● **VOCI ELENCATE**

_ _ _ _

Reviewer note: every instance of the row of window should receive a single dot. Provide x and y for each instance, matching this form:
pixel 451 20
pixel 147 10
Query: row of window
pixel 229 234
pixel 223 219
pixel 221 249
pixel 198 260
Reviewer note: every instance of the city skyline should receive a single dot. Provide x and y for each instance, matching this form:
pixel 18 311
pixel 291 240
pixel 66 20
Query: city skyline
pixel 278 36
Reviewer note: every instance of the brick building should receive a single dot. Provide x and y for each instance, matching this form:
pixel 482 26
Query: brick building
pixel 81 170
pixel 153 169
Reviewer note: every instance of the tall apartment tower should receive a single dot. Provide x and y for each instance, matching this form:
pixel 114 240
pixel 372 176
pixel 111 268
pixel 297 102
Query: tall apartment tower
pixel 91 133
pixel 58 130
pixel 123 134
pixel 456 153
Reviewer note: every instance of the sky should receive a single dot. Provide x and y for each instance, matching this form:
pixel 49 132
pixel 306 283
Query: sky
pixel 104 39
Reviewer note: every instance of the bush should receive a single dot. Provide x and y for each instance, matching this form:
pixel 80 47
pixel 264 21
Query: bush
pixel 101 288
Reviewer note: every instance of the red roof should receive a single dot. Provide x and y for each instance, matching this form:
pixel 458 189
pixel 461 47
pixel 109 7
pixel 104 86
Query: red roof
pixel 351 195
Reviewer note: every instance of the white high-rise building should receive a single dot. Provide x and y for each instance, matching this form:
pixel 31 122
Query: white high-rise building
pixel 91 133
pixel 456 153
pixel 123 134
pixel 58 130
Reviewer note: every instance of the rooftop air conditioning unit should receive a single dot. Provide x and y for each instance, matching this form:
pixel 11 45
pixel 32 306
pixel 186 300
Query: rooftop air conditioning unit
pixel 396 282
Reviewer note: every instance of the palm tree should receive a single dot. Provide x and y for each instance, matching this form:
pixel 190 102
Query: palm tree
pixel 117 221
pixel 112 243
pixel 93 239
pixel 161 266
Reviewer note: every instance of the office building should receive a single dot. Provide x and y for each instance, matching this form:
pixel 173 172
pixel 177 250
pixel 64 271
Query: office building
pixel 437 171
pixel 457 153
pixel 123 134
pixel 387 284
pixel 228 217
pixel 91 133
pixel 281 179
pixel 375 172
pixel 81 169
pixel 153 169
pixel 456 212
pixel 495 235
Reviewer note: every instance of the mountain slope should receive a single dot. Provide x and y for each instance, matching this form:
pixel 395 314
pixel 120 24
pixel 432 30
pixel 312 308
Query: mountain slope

_ _ _ _

● **COSA CHIEDE**
Riporta tutte le righe qui sopra con "Query" cambiato in "Target" in ogni occorrenza, lasciando invariato tutto il resto.

● **RISPOSTA SCRITTA**
Reviewer note: every instance of the row of window should receive a single dot. Provide x and y for each instance, matching this form:
pixel 451 20
pixel 147 10
Target: row of window
pixel 229 234
pixel 223 219
pixel 221 249
pixel 198 260
Reviewer note: every instance of the city skyline should receive a single dot. Provide x and y for each instance, matching this form:
pixel 18 311
pixel 291 240
pixel 66 20
Target: city skyline
pixel 278 36
Reviewer note: every instance of the brick building should receive a single dot. Provide x and y for each instance, matching this form:
pixel 482 26
Target: brick building
pixel 81 170
pixel 153 169
Reviewer note: every instance of the tall apartment tower should receive a single dot. Provide x and y for each instance, matching this form:
pixel 114 240
pixel 372 176
pixel 111 268
pixel 297 102
Target: tall apartment tower
pixel 91 133
pixel 58 130
pixel 123 134
pixel 456 153
Reviewer note: every instance of the sky should receive a single dot. Provide x and y for each instance, matching this form:
pixel 49 132
pixel 306 283
Target: sky
pixel 104 39
Reviewer note: every instance of the bush should receive a single dot. Provide x and y for each instance, matching this form:
pixel 80 47
pixel 264 21
Target: bush
pixel 101 288
Reviewer note: every instance of the red roof should receive a single dot. Provide x and y for each instance, matching this form:
pixel 458 189
pixel 461 47
pixel 109 7
pixel 104 86
Target: red roof
pixel 351 195
Reviewer note: every instance of the white high-rise building should receive a single dot. Provide x and y for each instance, matching this form:
pixel 31 122
Target: white high-rise building
pixel 91 133
pixel 456 153
pixel 123 134
pixel 58 130
Reviewer note: every instance of the rooftop air conditioning unit should receive a single dot. Provide x and y for each instance, matching this form:
pixel 11 45
pixel 32 306
pixel 186 300
Target: rooftop air conditioning unit
pixel 396 282
Reviewer note: every instance of the palm tree should receive a single dot. Provide x and y for each instance, matching this form:
pixel 190 102
Target: palm tree
pixel 117 221
pixel 112 243
pixel 93 239
pixel 161 266
Reviewer note: every instance of the office building should receive a single dot. Provide x and y for each instance, matching this form:
pixel 173 172
pixel 177 250
pixel 64 271
Target: office building
pixel 437 171
pixel 457 153
pixel 123 134
pixel 387 284
pixel 228 217
pixel 91 133
pixel 281 179
pixel 375 172
pixel 81 169
pixel 153 169
pixel 456 212
pixel 495 235
Reviewer note: every instance of the mountain slope should receive a single dot. Provide x and y for each instance, matching this form:
pixel 395 314
pixel 120 24
pixel 432 30
pixel 312 308
Target: mountain slope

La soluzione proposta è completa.